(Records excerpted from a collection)
....
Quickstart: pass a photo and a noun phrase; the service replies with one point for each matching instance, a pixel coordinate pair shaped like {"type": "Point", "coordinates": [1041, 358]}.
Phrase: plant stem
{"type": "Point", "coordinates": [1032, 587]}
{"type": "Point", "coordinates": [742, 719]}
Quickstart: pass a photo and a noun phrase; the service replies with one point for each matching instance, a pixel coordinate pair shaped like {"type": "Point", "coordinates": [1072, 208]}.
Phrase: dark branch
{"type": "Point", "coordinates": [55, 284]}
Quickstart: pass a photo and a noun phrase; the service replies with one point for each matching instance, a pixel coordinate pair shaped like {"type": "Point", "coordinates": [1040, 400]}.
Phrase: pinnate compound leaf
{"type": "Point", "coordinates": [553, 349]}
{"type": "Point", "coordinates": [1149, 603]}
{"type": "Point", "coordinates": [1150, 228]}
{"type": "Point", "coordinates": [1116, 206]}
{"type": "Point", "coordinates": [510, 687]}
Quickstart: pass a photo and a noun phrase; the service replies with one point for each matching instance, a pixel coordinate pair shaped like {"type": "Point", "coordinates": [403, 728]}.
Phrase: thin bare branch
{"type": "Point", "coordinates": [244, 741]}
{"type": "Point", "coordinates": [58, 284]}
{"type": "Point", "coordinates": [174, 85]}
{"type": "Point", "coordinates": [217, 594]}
....
Print all of the records above again, word for word and in their original order.

:: Exercise solution ::
Quickstart: pass a photo and a noun phrase; the service replies with one point for each matching instance, a pixel coordinate pair shaped like {"type": "Point", "coordinates": [1041, 358]}.
Phrase: plant stem
{"type": "Point", "coordinates": [1032, 587]}
{"type": "Point", "coordinates": [742, 719]}
Quickstart: pass a photo and a noun phrase; the service replies with one point for each matching instance, a pixel coordinate pair shaped like {"type": "Point", "coordinates": [1072, 208]}.
Phrase: dark branch
{"type": "Point", "coordinates": [55, 284]}
Quickstart: pass a photo and a noun phrase; the service replies with one point for each matching instance, a pixel coordinate pair shaped like {"type": "Point", "coordinates": [1040, 400]}.
Phrase: pinnate compound leaf
{"type": "Point", "coordinates": [553, 349]}
{"type": "Point", "coordinates": [1149, 603]}
{"type": "Point", "coordinates": [1150, 228]}
{"type": "Point", "coordinates": [1116, 206]}
{"type": "Point", "coordinates": [510, 687]}
Quickstart: pass a photo and a noun phrase; the service replies with one point for each matching instance, a pixel coordinate pair shaped like {"type": "Point", "coordinates": [403, 728]}.
Phrase: thin bare branch
{"type": "Point", "coordinates": [244, 741]}
{"type": "Point", "coordinates": [58, 284]}
{"type": "Point", "coordinates": [174, 85]}
{"type": "Point", "coordinates": [217, 594]}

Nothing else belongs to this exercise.